- _Stated exercise_:
Return each line of the material below that contains the string "broken", matching case exactly.
______
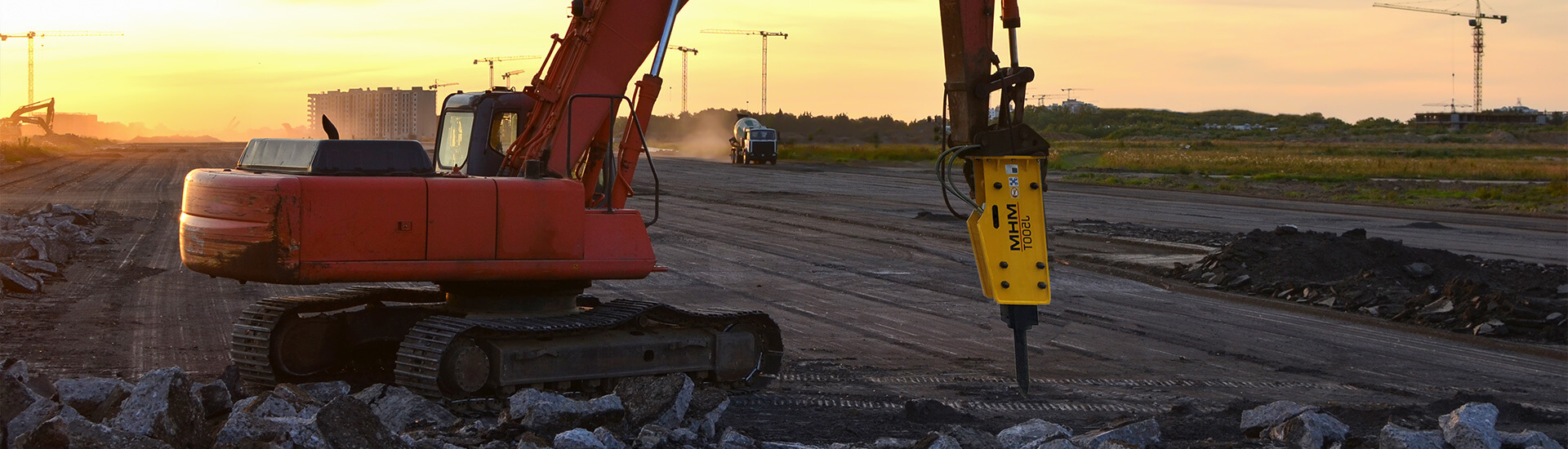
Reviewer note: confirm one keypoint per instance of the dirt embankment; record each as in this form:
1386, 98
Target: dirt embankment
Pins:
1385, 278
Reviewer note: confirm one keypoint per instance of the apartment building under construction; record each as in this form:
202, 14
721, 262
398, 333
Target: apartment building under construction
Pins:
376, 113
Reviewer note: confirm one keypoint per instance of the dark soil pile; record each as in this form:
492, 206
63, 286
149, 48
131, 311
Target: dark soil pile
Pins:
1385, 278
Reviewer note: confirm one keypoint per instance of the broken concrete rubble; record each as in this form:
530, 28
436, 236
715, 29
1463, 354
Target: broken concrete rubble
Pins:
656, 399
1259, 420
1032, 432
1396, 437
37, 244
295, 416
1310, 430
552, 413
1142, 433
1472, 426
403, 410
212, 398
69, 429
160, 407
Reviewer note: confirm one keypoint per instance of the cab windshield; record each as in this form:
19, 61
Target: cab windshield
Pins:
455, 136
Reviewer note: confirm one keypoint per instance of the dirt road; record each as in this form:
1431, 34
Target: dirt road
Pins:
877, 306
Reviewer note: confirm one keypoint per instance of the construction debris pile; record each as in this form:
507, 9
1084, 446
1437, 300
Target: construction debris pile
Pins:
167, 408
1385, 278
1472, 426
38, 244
______
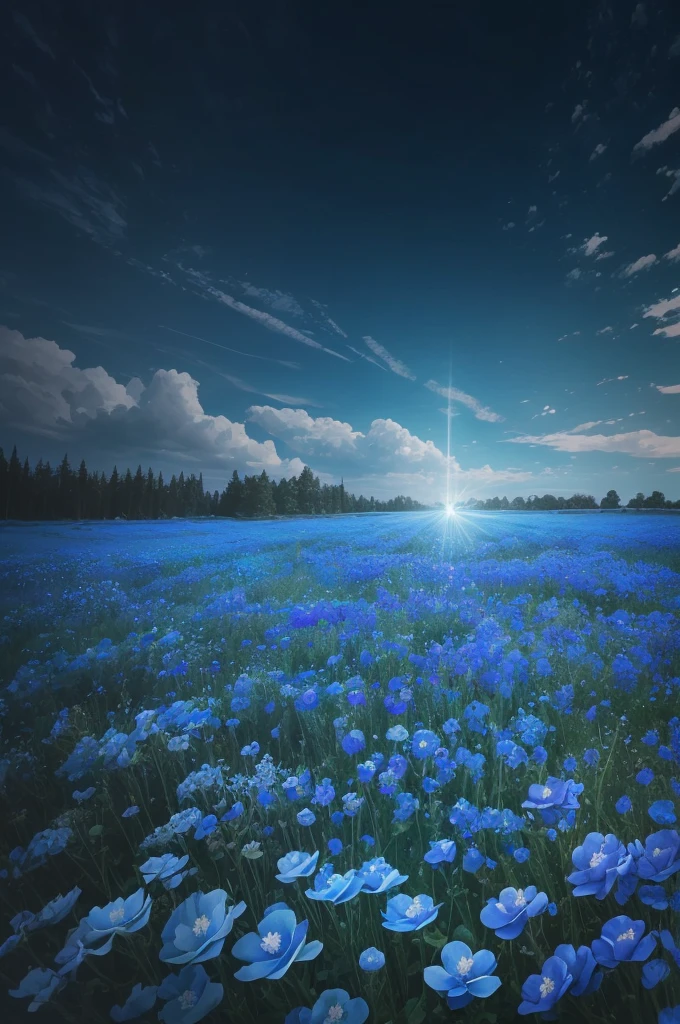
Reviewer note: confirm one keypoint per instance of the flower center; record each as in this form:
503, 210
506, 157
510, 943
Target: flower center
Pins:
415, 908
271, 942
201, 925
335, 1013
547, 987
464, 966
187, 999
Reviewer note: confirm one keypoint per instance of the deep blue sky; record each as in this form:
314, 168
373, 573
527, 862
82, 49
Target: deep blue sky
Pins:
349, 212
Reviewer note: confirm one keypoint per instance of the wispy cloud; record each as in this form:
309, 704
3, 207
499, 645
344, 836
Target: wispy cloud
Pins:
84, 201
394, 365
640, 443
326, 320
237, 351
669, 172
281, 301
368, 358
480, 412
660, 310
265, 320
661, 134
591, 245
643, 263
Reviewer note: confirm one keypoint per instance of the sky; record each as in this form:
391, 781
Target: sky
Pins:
______
- _Full response_:
Reviewer note: confirm one keypoint per instance of the broken concrete rubble; record each as in this form:
Target: broken concrete rubble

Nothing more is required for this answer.